*What you are asked to do*. Each entry needs to be given again, character for character.

[Collection entries]
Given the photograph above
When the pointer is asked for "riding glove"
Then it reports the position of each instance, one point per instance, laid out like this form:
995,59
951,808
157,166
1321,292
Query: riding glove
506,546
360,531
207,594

*Your solution*.
Given the photograph above
When the pointer is asked for "riding glove"
Then it reports the position of each instance, one point per instance, laid out like this form:
995,59
951,808
157,166
1321,292
Query: riding glove
506,546
360,531
207,594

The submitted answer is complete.